> _What is required_
Rescale the data from the line that contains "Look at this image and find the front" through the line that contains "515,157 -> 540,307", reproducing every line, requests included. Multiply each bounding box coordinate in the answers by 0.5 and round to whole numbers, halves up, leaving the requests and their sample coordinates unchanged.
[Records to process start]
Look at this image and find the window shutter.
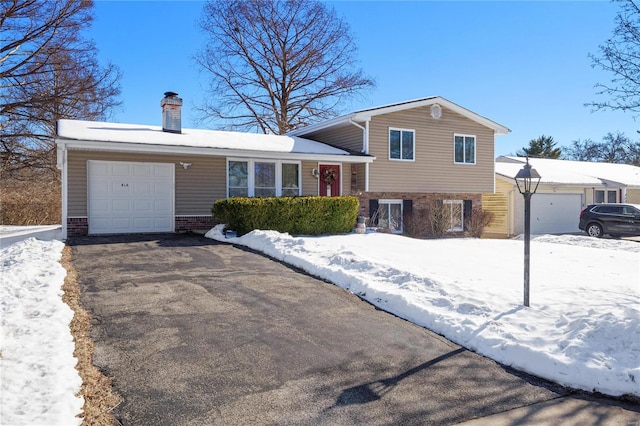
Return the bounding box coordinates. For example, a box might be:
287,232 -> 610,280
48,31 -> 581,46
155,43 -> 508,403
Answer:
369,200 -> 378,226
462,200 -> 473,229
402,200 -> 413,222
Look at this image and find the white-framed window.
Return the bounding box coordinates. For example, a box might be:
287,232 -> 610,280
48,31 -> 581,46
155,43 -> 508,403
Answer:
227,158 -> 301,197
389,128 -> 416,161
442,200 -> 464,232
595,189 -> 618,204
378,200 -> 402,234
453,134 -> 476,164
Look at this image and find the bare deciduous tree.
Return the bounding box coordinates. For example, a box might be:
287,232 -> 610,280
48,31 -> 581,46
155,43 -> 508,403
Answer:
516,135 -> 562,158
586,0 -> 640,113
196,0 -> 374,134
0,0 -> 120,178
563,132 -> 640,166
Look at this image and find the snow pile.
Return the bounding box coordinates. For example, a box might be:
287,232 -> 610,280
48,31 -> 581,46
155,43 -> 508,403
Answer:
0,238 -> 84,425
207,225 -> 640,396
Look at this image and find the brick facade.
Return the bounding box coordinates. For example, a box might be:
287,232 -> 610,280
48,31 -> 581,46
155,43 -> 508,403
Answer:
354,192 -> 482,237
67,217 -> 89,237
176,216 -> 217,232
67,216 -> 216,237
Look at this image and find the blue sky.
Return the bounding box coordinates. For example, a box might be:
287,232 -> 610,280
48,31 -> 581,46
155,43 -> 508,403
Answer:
87,0 -> 640,155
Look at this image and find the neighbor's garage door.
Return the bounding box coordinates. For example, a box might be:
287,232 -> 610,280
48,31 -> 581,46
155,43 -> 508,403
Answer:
531,194 -> 582,234
87,161 -> 174,234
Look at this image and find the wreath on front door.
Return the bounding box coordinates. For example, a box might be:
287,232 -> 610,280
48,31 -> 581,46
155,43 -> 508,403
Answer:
322,167 -> 338,185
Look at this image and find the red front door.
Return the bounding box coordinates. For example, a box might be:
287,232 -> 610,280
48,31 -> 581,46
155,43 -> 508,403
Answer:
318,164 -> 340,197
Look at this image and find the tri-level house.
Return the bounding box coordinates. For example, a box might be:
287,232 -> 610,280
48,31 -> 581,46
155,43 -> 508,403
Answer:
56,92 -> 509,238
290,96 -> 510,232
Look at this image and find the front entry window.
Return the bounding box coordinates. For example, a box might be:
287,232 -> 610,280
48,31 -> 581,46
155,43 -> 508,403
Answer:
442,200 -> 464,232
254,161 -> 276,197
282,163 -> 300,197
229,161 -> 249,197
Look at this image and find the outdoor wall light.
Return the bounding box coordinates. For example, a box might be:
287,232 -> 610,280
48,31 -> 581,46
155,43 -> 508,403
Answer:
514,157 -> 540,307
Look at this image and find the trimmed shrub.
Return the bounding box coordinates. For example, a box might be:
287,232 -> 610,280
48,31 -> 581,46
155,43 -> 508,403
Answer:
211,197 -> 359,235
465,209 -> 495,238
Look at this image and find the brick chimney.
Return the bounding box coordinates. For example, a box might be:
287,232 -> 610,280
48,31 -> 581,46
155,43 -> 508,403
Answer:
160,92 -> 182,133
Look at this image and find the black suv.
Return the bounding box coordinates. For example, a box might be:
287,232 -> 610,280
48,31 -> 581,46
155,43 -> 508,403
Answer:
578,203 -> 640,238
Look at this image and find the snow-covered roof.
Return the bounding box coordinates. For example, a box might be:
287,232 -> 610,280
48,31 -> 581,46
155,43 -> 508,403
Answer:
495,156 -> 640,188
57,120 -> 372,161
289,96 -> 511,135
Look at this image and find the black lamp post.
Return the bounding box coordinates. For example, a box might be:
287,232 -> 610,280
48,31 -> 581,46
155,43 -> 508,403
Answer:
515,157 -> 540,307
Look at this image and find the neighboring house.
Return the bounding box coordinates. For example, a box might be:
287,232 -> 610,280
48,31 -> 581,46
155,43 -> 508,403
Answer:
483,157 -> 640,237
56,93 -> 374,238
290,97 -> 509,232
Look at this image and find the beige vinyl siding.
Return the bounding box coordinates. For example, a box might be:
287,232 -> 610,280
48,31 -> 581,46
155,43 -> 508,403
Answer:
482,179 -> 513,238
340,164 -> 351,195
300,161 -> 318,195
369,107 -> 494,193
67,150 -> 227,217
626,189 -> 640,204
304,124 -> 364,152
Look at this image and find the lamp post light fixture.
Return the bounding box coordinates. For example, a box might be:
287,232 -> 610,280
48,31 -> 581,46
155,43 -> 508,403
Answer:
514,157 -> 540,307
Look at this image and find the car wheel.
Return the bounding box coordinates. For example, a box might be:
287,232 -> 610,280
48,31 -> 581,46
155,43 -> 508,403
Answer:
586,223 -> 602,238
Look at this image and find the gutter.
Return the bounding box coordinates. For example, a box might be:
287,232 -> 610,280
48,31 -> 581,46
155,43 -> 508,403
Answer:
56,139 -> 375,163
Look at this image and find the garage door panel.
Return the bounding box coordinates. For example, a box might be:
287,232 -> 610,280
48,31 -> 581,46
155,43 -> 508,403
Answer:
531,193 -> 582,234
153,183 -> 171,195
133,199 -> 154,214
111,198 -> 132,214
88,161 -> 174,234
111,163 -> 131,177
133,217 -> 153,231
153,217 -> 171,229
91,217 -> 111,233
153,200 -> 171,213
133,164 -> 154,177
91,198 -> 111,211
91,164 -> 109,176
153,164 -> 173,178
133,181 -> 154,196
[Records to process end]
> _Reply_
Look at this image and find the front entry window.
Return the bounding box coordinates. For example, a box might be:
287,232 -> 610,280
48,31 -> 581,46
155,43 -> 508,403
Answer:
221,100 -> 232,116
127,81 -> 138,99
141,82 -> 150,99
115,81 -> 125,99
Look at this image and find the outdoor wall light.
Return the bounding box coordinates. For example, a box might be:
287,232 -> 610,280
48,31 -> 581,46
155,43 -> 508,403
Answer:
257,79 -> 270,154
Look at this image and find the trimmed shrub.
Return the bounding box coordinates. For example, a box might be:
287,232 -> 610,280
48,31 -> 581,46
155,43 -> 508,403
Answer:
106,99 -> 180,118
233,105 -> 248,119
Look at this image and find the brick chimney.
Return the bounding box coordinates. For example, a box might be:
287,232 -> 610,280
48,31 -> 581,46
155,43 -> 508,403
Answer:
80,46 -> 91,67
Look at this image and find the black suv.
Return the bounding box coordinates. For example, a box might be:
287,232 -> 610,280
48,31 -> 581,46
155,43 -> 508,403
Answer:
289,102 -> 320,119
Look at this image and find the snow-covered roof.
Return the bounding box coordinates. For example, a box might be:
287,232 -> 610,280
48,31 -> 581,46
155,43 -> 508,403
Answer:
248,78 -> 320,94
29,60 -> 186,81
145,48 -> 256,68
Look at this image and find the black lamp post.
Return the bounding box coordinates. For example, a box might be:
287,232 -> 610,280
48,31 -> 581,46
155,43 -> 508,403
Answer:
258,79 -> 270,154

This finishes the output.